***** Text block
The generation of synthetic data

Similar to the traditional consumer-resource model49,50 and Microbial Consumer-Resource Model30, we simulated the process of nutrient consumption by microbes and the following microbial growth. For simplicity, we assumed a global pool with 20 microbial species and 20 nutrients in total. To mimic the difference in nutrient consumption profiles across individuals, we randomly assigned flux for each sample: to create a unique sample, the supply rate of each nutrient is randomly drawn from a uniform distribution \({{\mathscr{U}}}[0,\,1]\). We recorded the assigned supply rates of all nutrients as the true nutrient profile. The Gaussian noise with a mean of 0 and standard deviation of 0.5 is added to true nutrient profile to create assessed nutrient profiles with measurement errors. After the assignment of nutrient fluxes, we simulated the community assembly dynamics until the system reaches a steady state. The steady-state microbial relative abundances are recorded as the microbial composition for the sample. Then we repeated this procedure of generating samples 250 times, forming the synthetic dataset we used in this study. The 250 samples are split in the 80/20 ratio as the training/test set.

The overall population dynamics for the concentration of nutrient \({N}_{\alpha }\) and abundance of microbial species \({M}_{i}\) can be written as follows:

$$\frac{{{\rm{d}}}{N}_{\alpha }}{{{{\rm{d}}}t}}=-\sum_{i}{a}_{i\alpha }{M}_{i}{N}_{\alpha }-\delta {N}_{\alpha }$$
(1)
$$\frac{{{\rm{d}}}{M}_{i}}{{{{\rm{d}}}t}}=\frac{{\sum}_{\gamma }{a}_{i\gamma }{M}_{i}{N}_{\gamma }}{Y}-\delta {M}_{i}$$
(2)

where \({a}_{i\alpha }\) is the consumption rate of nutrient \(\alpha\) by the species \(i\), \(\delta\) is the dilution rate, and \(Y\) is the yield. For simplicity, we assumed \(\delta=0.1\) and \(Y=1\). The \({a}_{i\alpha }\) is assumed to be non-zero with a probability of 50%. If \({a}_{i\alpha }\) is non-zero, its value is drawn from the uniform distribution \({{\mathscr{U}}}[0,\,10]\). Eventually, each \({a}_{i\alpha }\) is divided by the number of nutrients that can be consumed by the species \(i\), avoiding the outgrowth of generalists.

METRIC

The core of METRIC is the MLP (Multilayer Perceptron).
**********
- _Required tasks_
[1] In the passage on synthetic microbial data, what standard deviation does the Gaussian noise added to the true nutrient profile have?
[2] In the passage on synthetic microbial data, which symbols are defined in the sentence that follows equations (1) and (2), and what does each stand for?
[3] Extend the passage on synthetic microbial data and METRIC, starting after its final sentence about the MLP.
***** Provided data
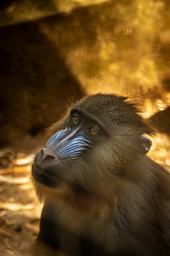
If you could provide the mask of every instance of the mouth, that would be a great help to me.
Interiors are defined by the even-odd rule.
[[[43,172],[35,166],[34,163],[32,165],[32,175],[36,182],[50,188],[56,188],[59,186],[61,181],[56,177]]]

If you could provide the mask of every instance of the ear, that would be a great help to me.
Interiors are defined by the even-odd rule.
[[[149,139],[142,136],[140,138],[140,147],[141,156],[142,156],[149,152],[152,143]]]

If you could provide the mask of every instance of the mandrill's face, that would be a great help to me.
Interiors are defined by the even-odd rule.
[[[78,102],[61,127],[37,152],[32,165],[34,183],[42,194],[47,188],[66,186],[79,195],[108,198],[115,194],[118,176],[126,176],[127,163],[142,157],[151,144],[142,136],[149,128],[135,108],[114,94]]]

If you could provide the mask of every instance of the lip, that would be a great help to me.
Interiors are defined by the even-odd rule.
[[[49,174],[42,173],[37,168],[34,163],[32,165],[32,175],[35,181],[46,187],[56,188],[58,187],[61,183],[61,180],[59,178],[54,177]]]

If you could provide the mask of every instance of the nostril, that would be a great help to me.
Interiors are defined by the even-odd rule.
[[[54,161],[55,159],[56,159],[56,157],[54,155],[49,154],[45,157],[44,156],[42,162],[42,163],[45,163],[46,165]]]

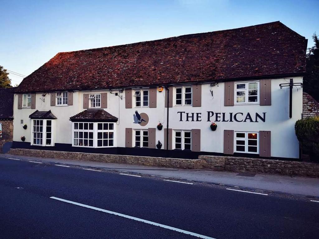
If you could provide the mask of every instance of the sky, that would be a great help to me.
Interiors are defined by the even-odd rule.
[[[27,76],[57,53],[280,21],[308,40],[319,0],[0,0],[0,65]],[[12,85],[23,77],[10,74]]]

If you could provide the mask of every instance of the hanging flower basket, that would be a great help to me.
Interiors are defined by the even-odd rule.
[[[158,125],[157,125],[157,129],[159,130],[161,130],[163,128],[163,125],[162,125],[160,123]]]
[[[216,130],[216,129],[217,128],[217,125],[215,124],[214,123],[211,123],[211,129],[213,131],[215,131]]]

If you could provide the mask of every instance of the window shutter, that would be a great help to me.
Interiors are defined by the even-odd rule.
[[[224,153],[234,154],[234,131],[224,131]]]
[[[173,138],[173,131],[172,129],[168,129],[168,149],[172,149],[172,139]],[[167,149],[166,142],[167,140],[167,129],[164,129],[164,149]]]
[[[156,108],[157,101],[157,89],[156,88],[150,88],[150,108]]]
[[[125,108],[132,108],[132,89],[125,90]]]
[[[56,105],[56,93],[53,92],[50,94],[50,105],[51,106],[54,106]]]
[[[168,103],[169,107],[173,107],[173,87],[170,86],[168,87],[169,90],[169,102]],[[167,91],[166,89],[165,89],[165,107],[167,107]]]
[[[156,131],[155,128],[148,128],[148,148],[155,148]]]
[[[35,109],[35,94],[31,94],[31,108]]]
[[[193,106],[202,106],[202,85],[193,85],[192,87],[193,91]]]
[[[73,92],[71,91],[68,92],[68,105],[73,105]]]
[[[233,106],[234,105],[234,88],[235,83],[234,81],[225,82],[224,93],[224,105]]]
[[[200,151],[200,130],[192,130],[192,151]]]
[[[18,94],[18,109],[22,109],[22,94]]]
[[[271,80],[270,79],[261,80],[260,96],[259,100],[261,105],[271,105]]]
[[[259,156],[260,157],[270,157],[271,132],[259,131]]]
[[[108,108],[107,93],[101,93],[101,108],[102,109]]]
[[[125,147],[132,148],[132,130],[131,128],[125,128]]]
[[[83,108],[89,108],[88,94],[84,94],[83,95]]]

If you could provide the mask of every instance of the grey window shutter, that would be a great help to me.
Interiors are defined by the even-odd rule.
[[[202,85],[193,85],[192,87],[193,92],[193,106],[202,106]]]
[[[73,105],[73,92],[71,91],[68,92],[68,105]]]
[[[132,108],[132,89],[125,90],[125,108]]]
[[[260,157],[270,157],[271,151],[271,132],[259,131],[259,156]]]
[[[200,130],[192,130],[192,151],[200,151]]]
[[[173,131],[172,129],[168,129],[168,149],[172,149],[172,139],[173,138]],[[167,140],[167,129],[164,129],[164,149],[167,149],[166,142]]]
[[[56,105],[56,93],[53,92],[50,94],[50,105],[54,106]]]
[[[156,131],[155,128],[148,128],[148,148],[155,148]]]
[[[271,105],[271,80],[270,79],[261,80],[260,105]]]
[[[234,154],[234,131],[224,131],[224,153]]]
[[[22,94],[18,94],[18,109],[22,109]]]
[[[157,101],[157,89],[156,88],[150,88],[150,108],[156,108]]]
[[[35,94],[31,94],[31,108],[35,109]]]
[[[126,148],[132,148],[132,131],[131,128],[125,128],[125,147]]]
[[[168,103],[169,107],[173,107],[173,87],[170,86],[168,87],[169,90],[169,102]],[[165,107],[167,107],[167,91],[166,89],[165,89]]]
[[[83,95],[83,108],[89,108],[88,94],[84,94]]]
[[[102,109],[108,108],[107,93],[101,94],[101,108]]]
[[[234,105],[234,88],[235,83],[234,81],[225,82],[224,93],[224,105],[233,106]]]

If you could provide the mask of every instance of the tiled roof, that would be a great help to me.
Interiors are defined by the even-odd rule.
[[[304,92],[302,96],[303,118],[319,116],[319,102],[308,93]]]
[[[13,119],[13,96],[15,88],[0,88],[0,120]]]
[[[117,118],[102,109],[88,109],[70,117],[72,121],[116,122]]]
[[[292,76],[307,40],[280,22],[58,53],[17,92],[115,89]]]

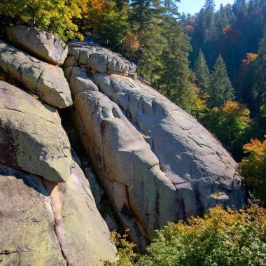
**********
- _Answers to this exercise_
[1] 0.5

[2]
- a_iα: the consumption rate of nutrient α by species i
- δ: the dilution rate
- Y: the yield

[3]
  • Data processing: The Centered Log-Ratio transformation is applied to microbial relative abundances, and the log transformation is applied to the nutrient profiles.

  • Model detail: METRIC has 3 hidden layers in the middle, sandwiched by input and output variables. Each hidden layer has a fixed hidden layer dimension of 256. The Xavier Initialization is used to initialize the weights in the neural network. A skip connection from corrupted nutrient profiles is introduced to add to the final layer of MLP. Specifically, the final prediction is the sum of (1) the corrupted input from the skip connection multiplied by a weight parameter \(\alpha\) and (2) the final layer of MLP multiplied by (\(1-\alpha\)). The optimal value for \(\alpha\) is chosen based on the five-fold cross-validation results on the training set.

  • Training method: The Adam optimizer51 is used for the gradient descent. The training loss is the mean squared error. The training stops when the mean Pearson Correlation Coefficient of nutrients \(\bar{\rho }\) on the validation/test set starts to decrease within the past 10 epochs.

  • Activation function: ReLU (Rectified Linear Unit).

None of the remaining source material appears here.